**What is needed**
Every line of the records below should be restated exactly.

╭─ Dataset content

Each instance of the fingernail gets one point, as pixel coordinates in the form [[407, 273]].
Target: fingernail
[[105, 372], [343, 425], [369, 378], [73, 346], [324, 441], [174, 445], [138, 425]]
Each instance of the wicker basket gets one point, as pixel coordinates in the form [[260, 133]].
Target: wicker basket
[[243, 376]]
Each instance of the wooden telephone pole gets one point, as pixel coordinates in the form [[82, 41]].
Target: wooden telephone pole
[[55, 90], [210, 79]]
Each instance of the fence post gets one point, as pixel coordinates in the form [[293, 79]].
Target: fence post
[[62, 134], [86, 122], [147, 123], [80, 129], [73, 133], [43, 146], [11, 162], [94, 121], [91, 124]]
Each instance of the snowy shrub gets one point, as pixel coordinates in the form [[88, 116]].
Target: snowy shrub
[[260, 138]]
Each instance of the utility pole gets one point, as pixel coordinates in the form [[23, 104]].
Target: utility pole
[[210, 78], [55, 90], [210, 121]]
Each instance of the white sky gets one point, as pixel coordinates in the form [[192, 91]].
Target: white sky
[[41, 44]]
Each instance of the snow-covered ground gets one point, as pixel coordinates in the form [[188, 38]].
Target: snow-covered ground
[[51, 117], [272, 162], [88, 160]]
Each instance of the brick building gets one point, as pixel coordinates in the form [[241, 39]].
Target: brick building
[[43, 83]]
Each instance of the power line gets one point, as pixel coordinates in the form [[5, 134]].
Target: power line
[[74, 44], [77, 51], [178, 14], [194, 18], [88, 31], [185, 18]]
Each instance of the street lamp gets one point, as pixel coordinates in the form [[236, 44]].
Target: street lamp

╰─

**Answer to this problem**
Each instance of the fingernail gets one point, as pixel coordinates in the form [[407, 273]].
Target: fingernail
[[105, 372], [343, 425], [369, 378], [73, 346], [324, 441], [174, 445], [138, 425]]
Each instance of the wicker basket gets one point, as pixel coordinates in the form [[260, 133]].
Target: wicker basket
[[243, 376]]
Each instance of the wooden telephone pole gets one point, as pixel coordinates in the form [[82, 41]].
Target: wooden telephone pole
[[55, 90], [210, 79]]
Each instance of the fence post gets one point, as pixel coordinates in the form [[293, 79]].
Target: fence post
[[62, 134], [86, 122], [147, 123], [80, 129], [73, 133], [43, 146], [11, 162], [94, 121], [91, 124]]
Each instance of the snowy shrub gets one point, as pixel coordinates in the form [[88, 116]].
Target: snowy shrub
[[260, 138]]
Each instance of the utility pole gets one point, as pixel coordinates in the form [[23, 104]].
Target: utility pole
[[210, 78], [55, 90], [210, 121]]
Each instance of the white sky gets one point, as pixel coordinates in the form [[192, 91]].
Target: white sky
[[41, 44]]
Each instance of the snow-covered ground gets one point, as pixel coordinates in the form [[188, 38]].
Target: snow-covered ground
[[51, 117], [272, 162], [88, 160]]
Each instance of the brick building gets one point, as pixel coordinates in the form [[241, 39]].
Target: brick building
[[43, 83]]
Each instance of the power line gets one point, as pixel coordinates in the form [[5, 134]].
Target: power line
[[74, 44], [77, 51], [178, 14], [194, 18], [88, 31], [185, 18]]
Each instance of the street lamp gets one point, as pixel coordinates in the form [[236, 44]].
Target: street lamp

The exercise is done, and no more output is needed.